== INPUT ==
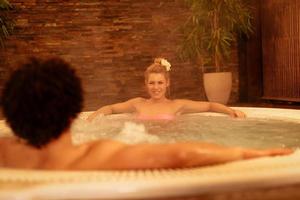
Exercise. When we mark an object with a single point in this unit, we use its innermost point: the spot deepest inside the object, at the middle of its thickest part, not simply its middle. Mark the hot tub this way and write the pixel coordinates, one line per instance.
(234, 176)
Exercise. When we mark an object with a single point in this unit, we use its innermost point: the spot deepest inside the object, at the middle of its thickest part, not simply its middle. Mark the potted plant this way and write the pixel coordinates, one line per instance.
(6, 24)
(209, 34)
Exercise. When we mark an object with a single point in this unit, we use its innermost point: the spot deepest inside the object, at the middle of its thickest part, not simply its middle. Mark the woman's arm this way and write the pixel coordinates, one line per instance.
(124, 107)
(189, 106)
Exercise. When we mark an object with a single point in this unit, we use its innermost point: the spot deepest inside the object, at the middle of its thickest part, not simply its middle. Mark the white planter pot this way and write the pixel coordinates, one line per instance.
(218, 86)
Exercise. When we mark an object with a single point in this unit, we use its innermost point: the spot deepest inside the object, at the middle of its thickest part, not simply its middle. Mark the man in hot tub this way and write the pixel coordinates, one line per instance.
(42, 98)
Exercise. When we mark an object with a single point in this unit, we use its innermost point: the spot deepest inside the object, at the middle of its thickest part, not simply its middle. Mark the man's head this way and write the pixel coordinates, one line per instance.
(40, 99)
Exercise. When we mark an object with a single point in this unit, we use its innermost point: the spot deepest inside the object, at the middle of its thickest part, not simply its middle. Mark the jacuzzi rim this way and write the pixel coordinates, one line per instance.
(145, 187)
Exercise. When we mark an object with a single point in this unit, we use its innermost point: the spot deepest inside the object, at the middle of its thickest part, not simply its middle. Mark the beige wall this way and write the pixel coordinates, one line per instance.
(109, 42)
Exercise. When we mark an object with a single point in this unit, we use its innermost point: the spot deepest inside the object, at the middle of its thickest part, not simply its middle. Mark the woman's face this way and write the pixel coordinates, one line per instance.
(157, 85)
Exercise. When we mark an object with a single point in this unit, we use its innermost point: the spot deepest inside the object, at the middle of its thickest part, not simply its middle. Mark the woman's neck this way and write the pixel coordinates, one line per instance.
(161, 100)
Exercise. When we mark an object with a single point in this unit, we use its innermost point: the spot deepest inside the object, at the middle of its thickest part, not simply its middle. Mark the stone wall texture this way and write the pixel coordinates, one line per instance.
(109, 42)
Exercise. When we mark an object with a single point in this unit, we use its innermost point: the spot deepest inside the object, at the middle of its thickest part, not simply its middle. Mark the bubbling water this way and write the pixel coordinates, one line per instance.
(249, 132)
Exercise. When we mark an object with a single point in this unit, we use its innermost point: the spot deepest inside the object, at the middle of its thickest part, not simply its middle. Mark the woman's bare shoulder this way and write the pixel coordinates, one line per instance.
(137, 100)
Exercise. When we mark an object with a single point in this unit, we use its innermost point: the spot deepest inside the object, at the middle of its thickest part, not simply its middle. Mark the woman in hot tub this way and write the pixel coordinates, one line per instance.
(158, 106)
(40, 101)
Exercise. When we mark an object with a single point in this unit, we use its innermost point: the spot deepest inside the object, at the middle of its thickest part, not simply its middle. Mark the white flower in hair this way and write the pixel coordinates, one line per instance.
===
Your reply is the full set of entries reproduced exactly, with images omitted.

Exercise. When we mark an object with a single point in this unit, we use its innermost point: the spot deepest inside the object, at the middle of its thickest part, not simply its middle. Mark the hot tub this way and write the pixel coordinates, one line per instance.
(234, 176)
Exercise. When we mark an object with a single point in this unit, we use its innermost point: the spot deepest inside the object, at the middle of its thickest part, not simply its middle. Mark the potted plant this way and write the pixel coordinates, one line per instance.
(6, 24)
(209, 34)
Exercise. When we mark an object with a single point in this unit, we use its innermost point: the spot deepest inside the object, at the middle of its thickest part, not simply its middle. Mark the woman's arm this way and write the pixel coordinates, one line per instance.
(124, 107)
(189, 106)
Exercise. When we mark an object with a single point in this unit, we use its innermost point: the spot deepest inside the object, at the middle of its thickest part, not simply its middle. Mark the white planter pot this way and write the pixel coordinates, one line per instance.
(218, 86)
Exercise. When we mark an object with a single point in this unit, we use its innermost point: the spot deepest inside the object, at the middle of its thickest part, not simply its middle. Mark the man in hot tub this way and write the pixel coordinates, one line per instance.
(42, 98)
Exercise. When we mark an object with a single point in this unit, we use its innermost point: the spot deepest inside the object, at the middle of its thickest part, not simply its middle. Mark the man's head this way and write the pixel coordinates, one line per instance.
(40, 99)
Exercise. When we mark an object with a single point in this unit, we use its innermost point: the spot deepest inside the object, at the middle of its thickest part, not simply its middle. Mark the jacuzzi rim this way and write the pixel coordinates, one line per instance.
(145, 187)
Exercise. When we mark an object with a single point in this unit, we use its innermost point: the spot deepest inside the object, at the middle of its thickest part, not simply its middle. Mark the beige wall this way and write the pixel coordinates, one line per instance.
(109, 42)
Exercise. When we mark an object with a single point in this unit, we use its innermost point: the spot deepest inside the object, at the middle of its thickest part, not simply its middle. Mark the woman's face this way and write the pixel coordinates, one line per instance.
(157, 85)
Exercise. When we mark an object with a single point in this unit, we use its innermost point: the spot deepest inside the object, at the middle of its thickest part, not simply its middle. Mark the woman's neck this way and write the pixel coordinates, one line per instance.
(161, 100)
Exercise. When we mark an object with a single point in this unit, we use its innermost point: the spot deepest inside the object, at the middle of its thickest part, not simply its middle. Mark the stone wall texture this way and write the pixel coordinates, one line per instance.
(109, 42)
Exercise. When we mark an object with a single point in this unit, we use its innermost point: the spot deepest inside the object, at the middle of its thickest part, not simply its middle. Mark the bubbling water this way and write the pixel coordinates, one line per instance.
(249, 132)
Exercise. When we mark an object with a single point in this unit, we use its innermost point: the spot deepest inside the object, at the middle of its thickest part, not simply its middle. Mark the woman's bare shoulder this way and write the pixel coordinates, one line per instance.
(137, 100)
Exercise. When we mark an object with a single point in this unit, we use its innermost point: the spot deepest inside the object, at the middle of its thickest part, not simply its middle. Mark the woman in hot tub this way and write the pixel coordinates, one line per instance.
(158, 106)
(40, 101)
Exercise. When we mark an object with a single point in this unit, we use its innermost point: the spot deepest inside the object, at the middle of its thickest part, not simply its middle. Mark the white flower in hair this way and write the pixel coordinates, one line per instance.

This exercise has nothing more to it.